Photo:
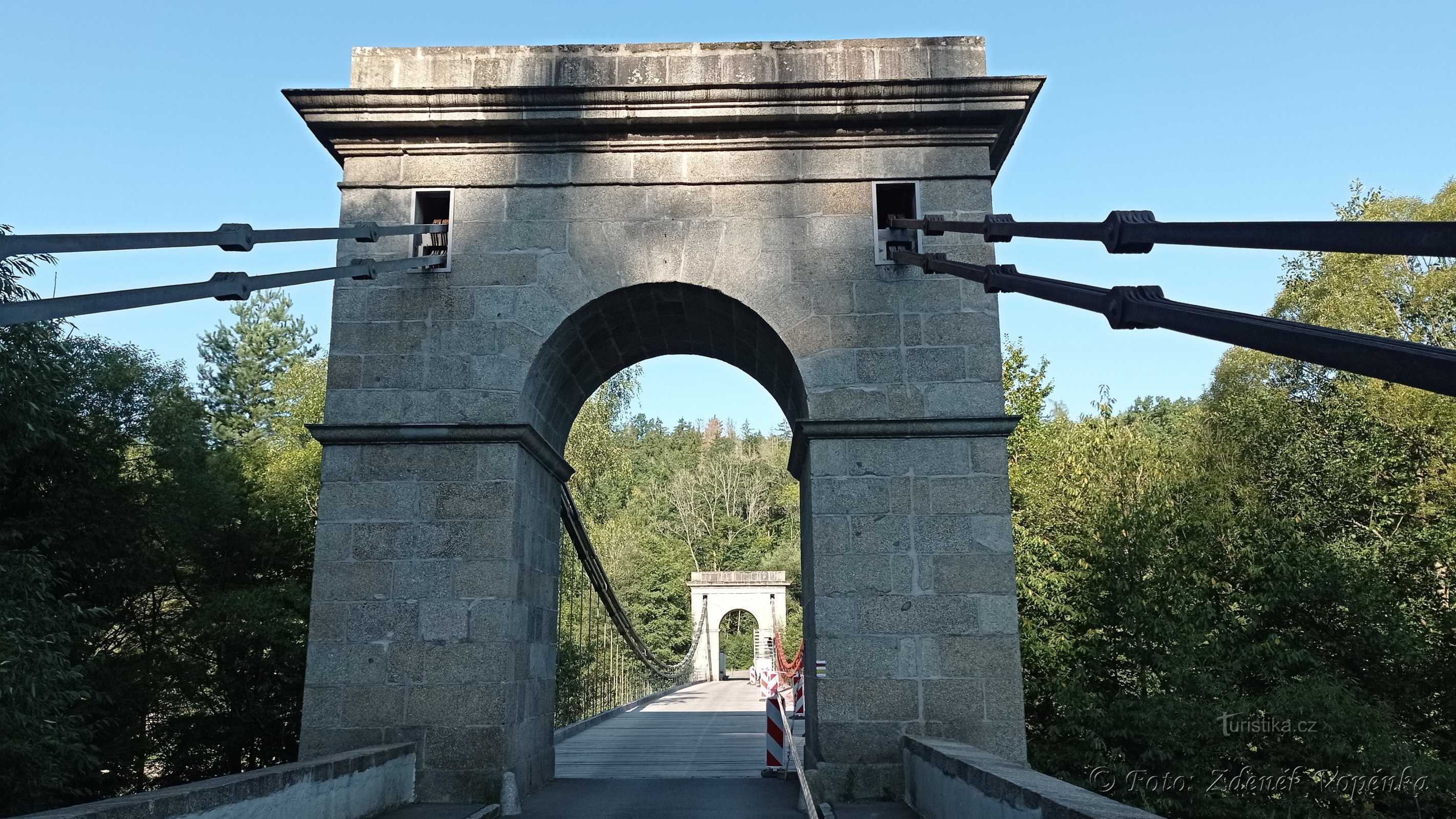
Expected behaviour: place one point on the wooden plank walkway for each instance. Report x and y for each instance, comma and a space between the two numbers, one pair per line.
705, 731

--- --- ---

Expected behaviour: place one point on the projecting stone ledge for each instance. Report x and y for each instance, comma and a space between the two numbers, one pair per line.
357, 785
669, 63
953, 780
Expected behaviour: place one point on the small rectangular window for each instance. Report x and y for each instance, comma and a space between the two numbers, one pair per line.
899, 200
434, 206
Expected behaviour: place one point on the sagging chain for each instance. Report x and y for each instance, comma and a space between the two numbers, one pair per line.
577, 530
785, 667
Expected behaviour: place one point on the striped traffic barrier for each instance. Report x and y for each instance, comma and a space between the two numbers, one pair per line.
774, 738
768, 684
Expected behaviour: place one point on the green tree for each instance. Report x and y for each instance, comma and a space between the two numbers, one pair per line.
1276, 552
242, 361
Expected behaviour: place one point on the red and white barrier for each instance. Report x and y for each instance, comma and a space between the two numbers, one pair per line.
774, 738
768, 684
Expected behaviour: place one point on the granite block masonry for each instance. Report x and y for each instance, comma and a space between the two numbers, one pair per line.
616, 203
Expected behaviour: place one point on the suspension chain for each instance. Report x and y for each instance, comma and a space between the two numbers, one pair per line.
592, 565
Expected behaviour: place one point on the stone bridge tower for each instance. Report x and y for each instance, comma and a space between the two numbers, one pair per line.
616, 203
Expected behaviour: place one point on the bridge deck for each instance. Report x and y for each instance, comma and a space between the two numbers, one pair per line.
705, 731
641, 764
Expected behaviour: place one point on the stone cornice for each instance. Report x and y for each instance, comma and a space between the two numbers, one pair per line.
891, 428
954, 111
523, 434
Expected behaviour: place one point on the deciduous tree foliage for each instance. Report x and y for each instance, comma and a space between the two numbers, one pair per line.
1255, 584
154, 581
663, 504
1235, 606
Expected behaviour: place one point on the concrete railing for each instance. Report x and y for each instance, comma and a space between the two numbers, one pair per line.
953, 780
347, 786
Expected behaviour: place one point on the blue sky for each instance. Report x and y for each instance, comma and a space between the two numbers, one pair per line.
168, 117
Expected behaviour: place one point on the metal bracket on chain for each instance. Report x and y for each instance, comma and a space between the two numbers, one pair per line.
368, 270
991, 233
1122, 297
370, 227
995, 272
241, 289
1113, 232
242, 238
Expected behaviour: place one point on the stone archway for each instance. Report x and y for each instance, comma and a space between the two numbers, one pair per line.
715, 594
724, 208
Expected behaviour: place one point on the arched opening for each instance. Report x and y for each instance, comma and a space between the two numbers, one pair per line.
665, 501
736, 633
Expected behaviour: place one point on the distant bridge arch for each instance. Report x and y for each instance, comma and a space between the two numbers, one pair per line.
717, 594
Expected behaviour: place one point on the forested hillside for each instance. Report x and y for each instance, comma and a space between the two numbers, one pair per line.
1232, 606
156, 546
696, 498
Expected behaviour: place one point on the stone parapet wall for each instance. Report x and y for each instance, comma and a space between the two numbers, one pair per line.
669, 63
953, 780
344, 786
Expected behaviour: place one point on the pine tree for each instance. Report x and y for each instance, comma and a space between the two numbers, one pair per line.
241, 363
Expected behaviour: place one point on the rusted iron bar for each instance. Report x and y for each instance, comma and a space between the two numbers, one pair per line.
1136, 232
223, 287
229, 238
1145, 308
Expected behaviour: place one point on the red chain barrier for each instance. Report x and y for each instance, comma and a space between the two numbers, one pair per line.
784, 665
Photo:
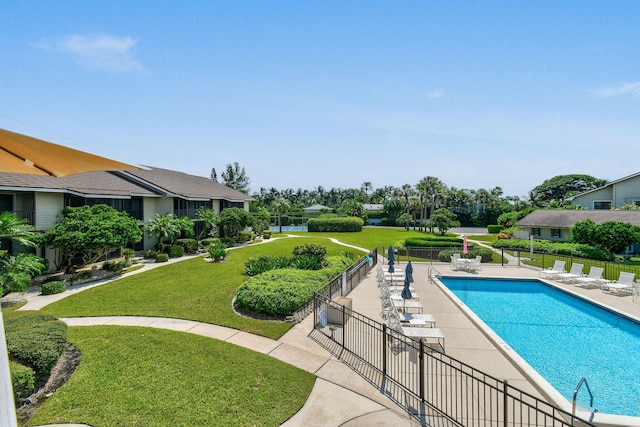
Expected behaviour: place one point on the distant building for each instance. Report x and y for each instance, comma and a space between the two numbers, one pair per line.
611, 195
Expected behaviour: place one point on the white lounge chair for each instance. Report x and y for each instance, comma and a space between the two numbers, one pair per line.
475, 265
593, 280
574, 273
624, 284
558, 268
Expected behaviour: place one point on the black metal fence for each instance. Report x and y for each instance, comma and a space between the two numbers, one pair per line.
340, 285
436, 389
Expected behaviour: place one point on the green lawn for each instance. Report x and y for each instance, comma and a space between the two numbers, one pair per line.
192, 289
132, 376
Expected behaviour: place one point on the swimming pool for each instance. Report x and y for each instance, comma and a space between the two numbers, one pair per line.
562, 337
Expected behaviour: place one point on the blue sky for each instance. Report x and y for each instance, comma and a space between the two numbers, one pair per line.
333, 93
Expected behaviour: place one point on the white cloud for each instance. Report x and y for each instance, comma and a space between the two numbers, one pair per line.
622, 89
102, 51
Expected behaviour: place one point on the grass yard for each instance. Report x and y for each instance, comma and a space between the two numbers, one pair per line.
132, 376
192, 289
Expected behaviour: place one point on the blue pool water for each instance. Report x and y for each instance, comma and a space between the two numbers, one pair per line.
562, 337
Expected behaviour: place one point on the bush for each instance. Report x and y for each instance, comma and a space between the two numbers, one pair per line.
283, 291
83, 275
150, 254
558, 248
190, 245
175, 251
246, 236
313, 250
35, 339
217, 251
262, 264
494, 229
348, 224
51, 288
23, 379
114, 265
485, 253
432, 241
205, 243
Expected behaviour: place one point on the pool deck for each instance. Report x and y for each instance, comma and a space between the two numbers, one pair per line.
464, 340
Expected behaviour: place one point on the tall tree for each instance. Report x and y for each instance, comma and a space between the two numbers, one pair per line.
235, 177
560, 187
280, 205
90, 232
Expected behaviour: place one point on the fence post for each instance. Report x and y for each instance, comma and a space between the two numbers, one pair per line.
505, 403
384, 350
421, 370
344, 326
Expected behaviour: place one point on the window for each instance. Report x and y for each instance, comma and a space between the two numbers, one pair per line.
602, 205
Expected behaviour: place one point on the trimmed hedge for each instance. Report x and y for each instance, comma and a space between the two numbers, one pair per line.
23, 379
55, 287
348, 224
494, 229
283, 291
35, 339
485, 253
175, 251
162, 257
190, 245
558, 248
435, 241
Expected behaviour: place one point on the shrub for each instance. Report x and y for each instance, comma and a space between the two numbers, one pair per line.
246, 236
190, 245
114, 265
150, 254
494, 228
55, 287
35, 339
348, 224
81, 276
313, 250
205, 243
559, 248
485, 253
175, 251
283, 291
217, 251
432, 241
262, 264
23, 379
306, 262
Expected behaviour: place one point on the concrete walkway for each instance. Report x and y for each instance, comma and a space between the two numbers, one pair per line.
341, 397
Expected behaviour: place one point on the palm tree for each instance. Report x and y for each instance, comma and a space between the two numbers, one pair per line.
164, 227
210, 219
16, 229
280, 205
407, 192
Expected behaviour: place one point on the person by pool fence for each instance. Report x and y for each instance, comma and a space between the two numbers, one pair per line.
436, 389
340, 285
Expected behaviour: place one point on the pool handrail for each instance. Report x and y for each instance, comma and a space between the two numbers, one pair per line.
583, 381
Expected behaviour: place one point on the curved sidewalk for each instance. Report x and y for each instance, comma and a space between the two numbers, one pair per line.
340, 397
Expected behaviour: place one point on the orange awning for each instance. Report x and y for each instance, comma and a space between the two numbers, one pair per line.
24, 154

--- --- ---

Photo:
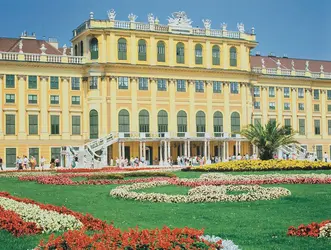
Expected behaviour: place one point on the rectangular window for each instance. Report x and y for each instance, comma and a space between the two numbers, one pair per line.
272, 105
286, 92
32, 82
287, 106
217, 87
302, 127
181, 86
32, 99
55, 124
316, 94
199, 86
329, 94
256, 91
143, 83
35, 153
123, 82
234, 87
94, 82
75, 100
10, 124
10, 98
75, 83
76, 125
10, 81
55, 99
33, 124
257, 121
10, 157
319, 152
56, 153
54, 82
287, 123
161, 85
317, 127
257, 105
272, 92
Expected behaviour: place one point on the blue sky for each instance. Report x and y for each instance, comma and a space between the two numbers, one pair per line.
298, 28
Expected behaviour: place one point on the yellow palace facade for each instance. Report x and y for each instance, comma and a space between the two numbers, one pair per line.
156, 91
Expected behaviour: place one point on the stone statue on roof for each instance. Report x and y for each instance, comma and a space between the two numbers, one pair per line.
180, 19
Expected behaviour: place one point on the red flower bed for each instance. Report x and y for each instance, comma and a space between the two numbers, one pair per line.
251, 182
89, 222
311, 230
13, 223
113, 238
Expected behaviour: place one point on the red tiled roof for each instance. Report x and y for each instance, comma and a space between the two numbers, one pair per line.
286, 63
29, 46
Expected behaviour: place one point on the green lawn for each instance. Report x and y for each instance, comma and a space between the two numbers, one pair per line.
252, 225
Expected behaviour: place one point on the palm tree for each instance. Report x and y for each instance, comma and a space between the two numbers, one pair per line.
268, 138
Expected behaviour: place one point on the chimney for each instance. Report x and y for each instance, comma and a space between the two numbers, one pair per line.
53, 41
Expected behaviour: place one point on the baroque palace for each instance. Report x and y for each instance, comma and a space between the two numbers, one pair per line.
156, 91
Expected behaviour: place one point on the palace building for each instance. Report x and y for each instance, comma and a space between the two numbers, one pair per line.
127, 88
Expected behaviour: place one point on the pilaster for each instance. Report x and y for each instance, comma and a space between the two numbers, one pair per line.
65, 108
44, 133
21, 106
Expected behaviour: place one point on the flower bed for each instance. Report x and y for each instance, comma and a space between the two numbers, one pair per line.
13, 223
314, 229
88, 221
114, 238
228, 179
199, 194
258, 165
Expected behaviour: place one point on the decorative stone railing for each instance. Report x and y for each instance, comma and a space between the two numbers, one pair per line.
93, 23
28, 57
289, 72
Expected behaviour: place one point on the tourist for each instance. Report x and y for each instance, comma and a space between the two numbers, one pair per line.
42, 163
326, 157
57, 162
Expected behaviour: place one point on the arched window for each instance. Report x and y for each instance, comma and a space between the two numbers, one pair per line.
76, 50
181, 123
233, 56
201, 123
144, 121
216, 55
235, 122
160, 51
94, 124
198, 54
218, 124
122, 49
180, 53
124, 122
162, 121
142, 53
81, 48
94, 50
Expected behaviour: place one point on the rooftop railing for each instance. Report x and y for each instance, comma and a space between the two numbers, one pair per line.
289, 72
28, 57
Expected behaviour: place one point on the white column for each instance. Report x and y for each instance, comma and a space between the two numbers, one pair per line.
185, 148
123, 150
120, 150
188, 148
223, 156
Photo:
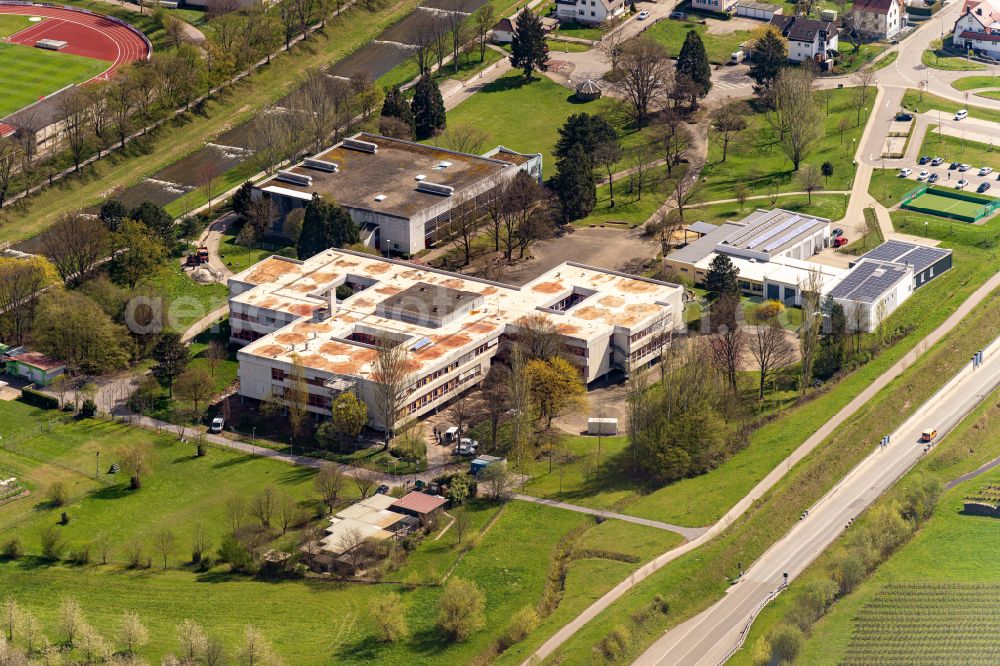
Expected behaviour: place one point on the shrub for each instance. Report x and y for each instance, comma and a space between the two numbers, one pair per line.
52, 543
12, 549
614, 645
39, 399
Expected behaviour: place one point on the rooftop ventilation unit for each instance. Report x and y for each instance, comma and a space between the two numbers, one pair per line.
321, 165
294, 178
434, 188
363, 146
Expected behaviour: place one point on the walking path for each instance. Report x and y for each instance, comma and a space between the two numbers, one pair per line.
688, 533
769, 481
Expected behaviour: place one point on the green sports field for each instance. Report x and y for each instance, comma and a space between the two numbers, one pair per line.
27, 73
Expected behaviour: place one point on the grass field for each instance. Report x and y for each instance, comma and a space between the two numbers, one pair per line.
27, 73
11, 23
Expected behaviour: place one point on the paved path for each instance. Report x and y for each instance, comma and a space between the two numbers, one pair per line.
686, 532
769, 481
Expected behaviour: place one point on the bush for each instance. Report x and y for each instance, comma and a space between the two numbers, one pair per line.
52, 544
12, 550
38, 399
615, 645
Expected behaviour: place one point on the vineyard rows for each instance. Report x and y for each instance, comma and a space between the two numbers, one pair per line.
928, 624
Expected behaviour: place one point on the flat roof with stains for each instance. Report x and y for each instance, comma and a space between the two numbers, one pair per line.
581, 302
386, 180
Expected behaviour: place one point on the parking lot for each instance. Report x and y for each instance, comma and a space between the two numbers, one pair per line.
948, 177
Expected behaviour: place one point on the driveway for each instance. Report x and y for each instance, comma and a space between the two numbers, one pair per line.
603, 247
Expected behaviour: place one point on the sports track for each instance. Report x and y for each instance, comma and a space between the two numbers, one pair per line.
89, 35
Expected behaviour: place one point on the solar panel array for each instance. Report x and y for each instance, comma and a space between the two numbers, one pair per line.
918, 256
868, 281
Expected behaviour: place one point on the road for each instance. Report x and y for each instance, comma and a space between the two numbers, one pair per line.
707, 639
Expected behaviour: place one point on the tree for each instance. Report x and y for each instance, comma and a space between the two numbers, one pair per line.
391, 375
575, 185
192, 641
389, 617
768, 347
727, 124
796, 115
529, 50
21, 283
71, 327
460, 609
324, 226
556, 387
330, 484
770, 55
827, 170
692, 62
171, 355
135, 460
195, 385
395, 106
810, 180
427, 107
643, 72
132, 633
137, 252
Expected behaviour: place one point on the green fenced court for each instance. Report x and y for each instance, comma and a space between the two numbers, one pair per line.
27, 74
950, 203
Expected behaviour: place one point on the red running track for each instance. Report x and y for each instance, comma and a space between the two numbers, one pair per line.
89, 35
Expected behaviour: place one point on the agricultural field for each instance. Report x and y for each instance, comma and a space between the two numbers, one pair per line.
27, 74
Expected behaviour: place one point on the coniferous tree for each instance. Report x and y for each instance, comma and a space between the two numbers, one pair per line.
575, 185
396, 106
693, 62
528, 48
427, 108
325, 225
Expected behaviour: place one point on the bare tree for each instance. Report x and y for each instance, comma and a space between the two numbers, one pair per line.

--- --- ---

PROBLEM TO SOLVE: Pick out and copy every line of the material above that contains the word "path".

WRITTEN REPLY:
Expected behaviour: place one point on the walking path for each instance. Report x and y for each instance, comma and a space between the two numbers, one pair per line.
Expected behaviour: place one point on the paved path for each instance. Report x and y for each instance, comma and a space between the two numbers, one pair per line.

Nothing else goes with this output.